SELECTED EXTRACT:
--------------------
Native American Council of Tribes et al v. Weber et al
Filing
106
ORDER denying 97 Motion to transfer; denying 100 Motion for Hearing; granting 103 Motion to Dismiss Party. Shaun Garnette, Nephi Antelope, and David Deloria are dismissed. Signed by Chief Judge Karen E. Schreier on 9/9/2011. (KC)
UNITED STATES DISTRICT COURT
DISTRICT OF SOUTH DAKOTA
SOUTHERN DIVISION
NATIVE AMERICAN COUNCIL OF
TRIBES,
BLAINE BRINGS PLENTY,
SHAUN GARNETTE,
NEPHI ANTELOPE,
BRIAN DUBRAY,
CLAYTON CREEK, and
DAVID DELORIA,
Plaintiffs,
vs.
DOUGLAS WEBER, Warden of the
South Dakota State Penitentiary,
TIMOTHY REISCH, Secretary of the
Department of Corrections, and
MARTY JACKLEY, Attorney General,
Defendants.
)
)
)
)
)
)
)
)
)
)
)
)
)
)
)
)
)
)
)
)
--------------------
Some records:
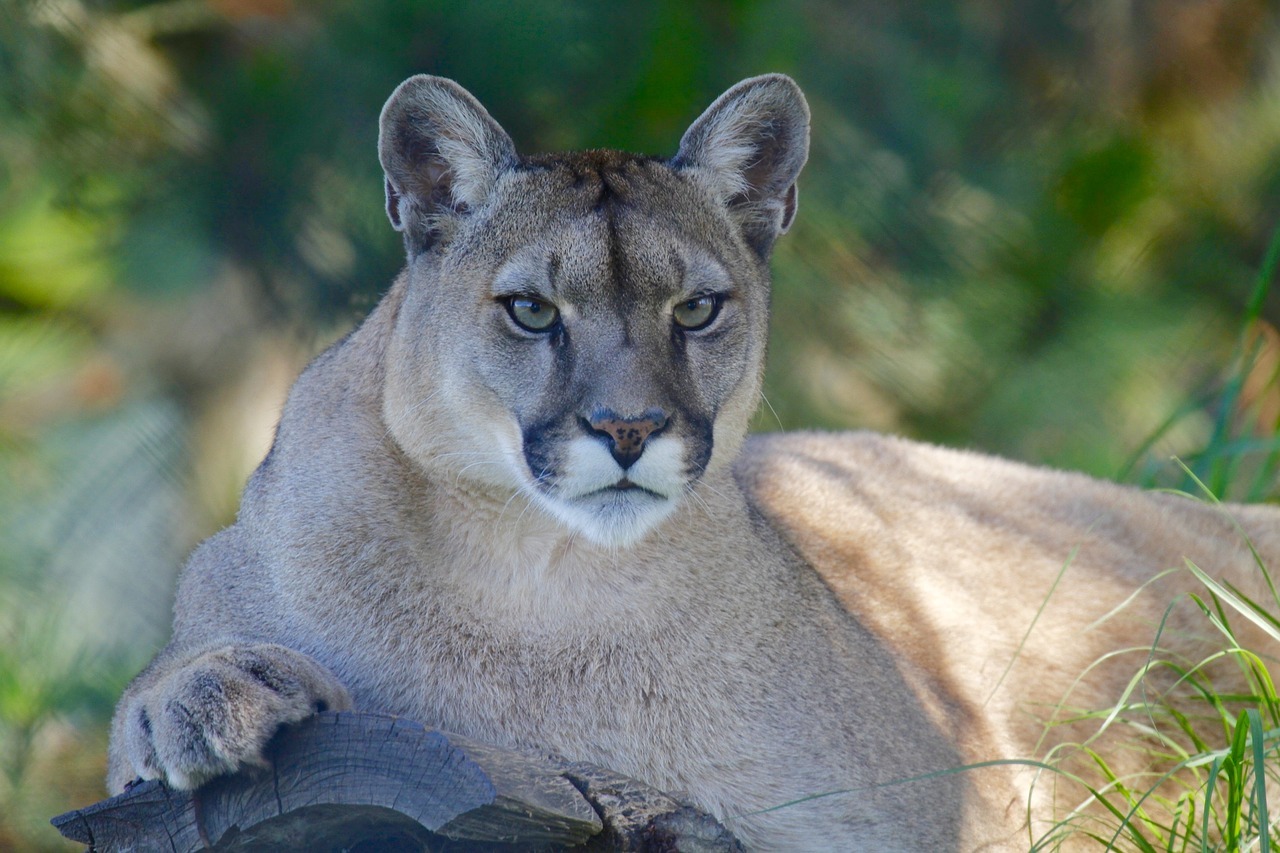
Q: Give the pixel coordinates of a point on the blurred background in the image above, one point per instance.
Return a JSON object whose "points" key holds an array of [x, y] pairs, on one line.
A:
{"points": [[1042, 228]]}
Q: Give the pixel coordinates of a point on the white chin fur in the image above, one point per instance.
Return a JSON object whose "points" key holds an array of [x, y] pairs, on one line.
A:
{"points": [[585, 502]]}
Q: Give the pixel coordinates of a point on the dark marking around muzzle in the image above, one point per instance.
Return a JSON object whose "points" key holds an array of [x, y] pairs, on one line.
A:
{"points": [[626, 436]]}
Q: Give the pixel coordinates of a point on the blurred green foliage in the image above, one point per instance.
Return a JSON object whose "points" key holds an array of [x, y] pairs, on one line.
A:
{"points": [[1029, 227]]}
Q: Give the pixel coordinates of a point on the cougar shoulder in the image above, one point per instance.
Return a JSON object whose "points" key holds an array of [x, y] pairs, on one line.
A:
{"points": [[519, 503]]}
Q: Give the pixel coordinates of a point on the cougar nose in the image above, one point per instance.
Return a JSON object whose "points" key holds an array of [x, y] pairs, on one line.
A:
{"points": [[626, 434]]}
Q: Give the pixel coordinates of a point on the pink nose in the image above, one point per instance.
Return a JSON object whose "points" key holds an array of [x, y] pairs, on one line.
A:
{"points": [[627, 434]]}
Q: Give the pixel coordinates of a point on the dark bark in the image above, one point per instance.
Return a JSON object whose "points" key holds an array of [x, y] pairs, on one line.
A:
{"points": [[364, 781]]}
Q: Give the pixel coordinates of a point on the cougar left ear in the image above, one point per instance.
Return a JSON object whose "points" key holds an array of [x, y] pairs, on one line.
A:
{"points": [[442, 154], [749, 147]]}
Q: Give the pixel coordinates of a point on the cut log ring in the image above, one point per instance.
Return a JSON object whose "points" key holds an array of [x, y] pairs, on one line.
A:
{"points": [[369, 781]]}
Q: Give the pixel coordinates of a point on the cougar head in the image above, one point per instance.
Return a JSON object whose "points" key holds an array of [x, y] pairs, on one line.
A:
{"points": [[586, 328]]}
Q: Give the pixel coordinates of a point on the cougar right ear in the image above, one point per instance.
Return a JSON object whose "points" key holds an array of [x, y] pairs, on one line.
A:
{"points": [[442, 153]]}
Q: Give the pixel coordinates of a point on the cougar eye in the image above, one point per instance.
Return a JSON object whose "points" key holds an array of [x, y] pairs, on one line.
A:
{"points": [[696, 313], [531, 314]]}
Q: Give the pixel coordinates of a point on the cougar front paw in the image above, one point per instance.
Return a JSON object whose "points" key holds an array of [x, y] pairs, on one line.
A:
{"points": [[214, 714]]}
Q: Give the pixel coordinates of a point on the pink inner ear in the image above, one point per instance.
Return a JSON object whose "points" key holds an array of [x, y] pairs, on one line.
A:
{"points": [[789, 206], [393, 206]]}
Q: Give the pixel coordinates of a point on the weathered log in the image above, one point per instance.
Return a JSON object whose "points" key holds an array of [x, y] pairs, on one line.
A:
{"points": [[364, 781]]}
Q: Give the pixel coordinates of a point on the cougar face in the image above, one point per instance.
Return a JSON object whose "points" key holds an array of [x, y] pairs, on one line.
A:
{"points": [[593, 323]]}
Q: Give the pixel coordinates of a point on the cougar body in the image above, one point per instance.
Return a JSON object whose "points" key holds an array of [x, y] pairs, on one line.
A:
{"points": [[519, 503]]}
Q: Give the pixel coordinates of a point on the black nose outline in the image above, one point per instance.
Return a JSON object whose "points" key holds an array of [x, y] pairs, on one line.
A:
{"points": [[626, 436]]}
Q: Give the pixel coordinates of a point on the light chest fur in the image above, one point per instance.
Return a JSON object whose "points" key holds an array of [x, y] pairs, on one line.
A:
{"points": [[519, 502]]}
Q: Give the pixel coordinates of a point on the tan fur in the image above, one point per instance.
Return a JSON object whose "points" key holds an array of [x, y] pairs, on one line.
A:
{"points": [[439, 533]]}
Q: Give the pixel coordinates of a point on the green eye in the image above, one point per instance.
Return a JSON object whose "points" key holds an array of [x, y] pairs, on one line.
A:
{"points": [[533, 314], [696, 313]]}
--------------------
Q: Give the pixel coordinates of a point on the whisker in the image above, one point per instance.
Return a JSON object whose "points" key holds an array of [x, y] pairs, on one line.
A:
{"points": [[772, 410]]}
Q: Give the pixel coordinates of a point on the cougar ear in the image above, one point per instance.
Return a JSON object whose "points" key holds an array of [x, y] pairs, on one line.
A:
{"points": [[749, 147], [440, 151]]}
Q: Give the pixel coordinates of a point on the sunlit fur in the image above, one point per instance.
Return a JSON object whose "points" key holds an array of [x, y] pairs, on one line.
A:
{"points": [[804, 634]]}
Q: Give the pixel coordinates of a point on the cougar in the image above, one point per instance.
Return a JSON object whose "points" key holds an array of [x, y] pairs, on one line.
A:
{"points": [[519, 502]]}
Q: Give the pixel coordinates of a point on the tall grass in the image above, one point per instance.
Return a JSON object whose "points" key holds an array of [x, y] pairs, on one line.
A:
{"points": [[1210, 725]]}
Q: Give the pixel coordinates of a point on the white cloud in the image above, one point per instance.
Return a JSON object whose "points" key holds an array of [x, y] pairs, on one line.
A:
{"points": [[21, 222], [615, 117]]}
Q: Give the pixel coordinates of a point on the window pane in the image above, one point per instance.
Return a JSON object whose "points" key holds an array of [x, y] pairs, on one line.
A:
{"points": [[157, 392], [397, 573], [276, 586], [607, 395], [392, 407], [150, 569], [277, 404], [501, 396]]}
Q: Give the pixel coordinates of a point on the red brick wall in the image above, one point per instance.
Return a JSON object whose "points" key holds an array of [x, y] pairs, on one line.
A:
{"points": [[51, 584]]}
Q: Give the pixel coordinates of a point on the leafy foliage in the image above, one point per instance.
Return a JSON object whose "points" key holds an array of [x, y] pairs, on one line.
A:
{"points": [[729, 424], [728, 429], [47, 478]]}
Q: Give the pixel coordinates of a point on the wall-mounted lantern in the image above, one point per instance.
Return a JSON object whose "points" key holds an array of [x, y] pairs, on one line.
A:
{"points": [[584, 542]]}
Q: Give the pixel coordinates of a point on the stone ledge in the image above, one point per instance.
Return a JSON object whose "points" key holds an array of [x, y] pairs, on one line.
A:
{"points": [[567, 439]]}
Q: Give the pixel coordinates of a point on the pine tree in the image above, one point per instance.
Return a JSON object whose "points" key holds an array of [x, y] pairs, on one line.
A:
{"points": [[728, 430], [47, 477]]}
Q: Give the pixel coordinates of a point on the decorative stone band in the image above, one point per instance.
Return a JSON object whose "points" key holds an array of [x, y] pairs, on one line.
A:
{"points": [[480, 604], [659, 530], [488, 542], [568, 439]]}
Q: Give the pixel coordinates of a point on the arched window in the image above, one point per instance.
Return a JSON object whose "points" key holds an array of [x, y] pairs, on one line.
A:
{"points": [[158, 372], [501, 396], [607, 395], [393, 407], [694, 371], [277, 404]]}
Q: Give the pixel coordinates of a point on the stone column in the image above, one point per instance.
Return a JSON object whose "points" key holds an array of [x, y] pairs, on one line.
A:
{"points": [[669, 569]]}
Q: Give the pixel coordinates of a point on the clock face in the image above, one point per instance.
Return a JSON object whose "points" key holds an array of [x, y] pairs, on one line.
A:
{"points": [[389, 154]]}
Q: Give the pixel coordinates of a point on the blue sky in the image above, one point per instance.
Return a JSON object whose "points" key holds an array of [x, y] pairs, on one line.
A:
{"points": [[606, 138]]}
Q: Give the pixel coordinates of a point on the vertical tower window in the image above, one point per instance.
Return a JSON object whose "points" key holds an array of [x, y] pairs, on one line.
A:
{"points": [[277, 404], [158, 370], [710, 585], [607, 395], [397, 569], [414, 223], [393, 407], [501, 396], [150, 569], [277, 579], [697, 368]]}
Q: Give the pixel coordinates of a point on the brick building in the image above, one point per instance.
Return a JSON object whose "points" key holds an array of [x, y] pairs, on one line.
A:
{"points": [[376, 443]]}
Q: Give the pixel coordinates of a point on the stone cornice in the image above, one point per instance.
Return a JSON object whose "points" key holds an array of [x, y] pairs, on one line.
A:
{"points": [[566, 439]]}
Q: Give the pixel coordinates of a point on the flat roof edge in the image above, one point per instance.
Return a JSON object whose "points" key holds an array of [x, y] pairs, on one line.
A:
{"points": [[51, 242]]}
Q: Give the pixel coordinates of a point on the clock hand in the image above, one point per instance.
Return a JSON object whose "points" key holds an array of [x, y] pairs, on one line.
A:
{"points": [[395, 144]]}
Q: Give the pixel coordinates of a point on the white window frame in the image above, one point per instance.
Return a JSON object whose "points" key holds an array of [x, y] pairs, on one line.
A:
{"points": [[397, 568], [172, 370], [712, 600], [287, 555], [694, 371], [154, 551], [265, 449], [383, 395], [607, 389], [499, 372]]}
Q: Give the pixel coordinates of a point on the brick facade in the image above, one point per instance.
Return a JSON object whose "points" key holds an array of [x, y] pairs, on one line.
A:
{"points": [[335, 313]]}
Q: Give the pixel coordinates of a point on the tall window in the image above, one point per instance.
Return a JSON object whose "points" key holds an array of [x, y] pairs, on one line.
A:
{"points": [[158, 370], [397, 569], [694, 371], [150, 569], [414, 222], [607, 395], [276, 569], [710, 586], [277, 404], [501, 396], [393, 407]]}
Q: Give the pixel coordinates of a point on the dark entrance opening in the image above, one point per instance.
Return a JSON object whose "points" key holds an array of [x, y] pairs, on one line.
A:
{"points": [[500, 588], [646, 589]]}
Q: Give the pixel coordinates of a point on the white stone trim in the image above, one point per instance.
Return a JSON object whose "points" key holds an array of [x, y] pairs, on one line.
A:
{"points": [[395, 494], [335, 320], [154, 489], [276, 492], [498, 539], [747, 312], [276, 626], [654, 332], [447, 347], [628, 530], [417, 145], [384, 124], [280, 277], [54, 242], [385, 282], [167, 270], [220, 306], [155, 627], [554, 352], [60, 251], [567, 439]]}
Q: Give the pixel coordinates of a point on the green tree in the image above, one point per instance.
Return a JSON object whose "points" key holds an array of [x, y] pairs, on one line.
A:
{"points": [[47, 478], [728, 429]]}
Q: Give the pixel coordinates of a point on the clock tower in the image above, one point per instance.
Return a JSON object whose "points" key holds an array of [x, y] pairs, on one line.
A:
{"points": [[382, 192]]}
--------------------
TO BE DONE:
1: Print the part of the court order that begins at the words "Native American Council of Tribes" and stops after the words "on 9/9/2011. (KC)".
2: Continue the court order in the Native American Council of Tribes case from the point where it stops.
The records have nothing to do with the court order.

RESULTS BY TASK:
1:
Native American Council of Tribes et al v. Weber et al
Filing
106
ORDER denying 97 Motion to transfer; denying 100 Motion for Hearing; granting 103 Motion to Dismiss Party. Shaun Garnette, Nephi Antelope, and David Deloria are dismissed. Signed by Chief Judge Karen E. Schreier on 9/9/2011. (KC)

2:
Civ. 09-4182-KES
ORDER
Plaintiff Clayton Creek moves to consolidate a hearing on this case with
a trial on the merits and to appoint counsel for plaintiff Native American
Council of Tribes (NACT). Docket 100. Clayton Creek also moves to transfer
from his current institutional facility to the South Dakota State Penitentiary
(Penitentiary). Docket 97. Defendants, Douglas Weber, Timothy Reisch, and
Marty Jackley (collectively defendants), resist. Defendants move to dismiss
certain plaintiffs from this case. Docket 103. Plaintiffs do not resist
defendants’ motion. Plaintiff Clayton Creek’s motions to consolidate, appoint
an attorney, and transfer are denied. Defendants’ motion to dismiss certain
plaintiffs is granted.
BACKGROUND
Plaintiffs brought suit against defendants after defendants implemented
a policy in October of 2009 to remove tobacco from a tobacco/botanical
mixture used by plaintiffs in their Native American religious ceremonies.
Plaintiffs allege violations of the Religious Land Use and Institutionalized
Persons Act (RLUIPA), 42 U.S.C. § 2000cc, the First Amendment, the
Fourteenth Amendment, the American Indian Religious Freedom Act, 42
U.S.C. § 1996, and various violations of international law. Plaintiffs seek
injunctive relief to prohibit defendants from continuing to implement the
October 2009 policy.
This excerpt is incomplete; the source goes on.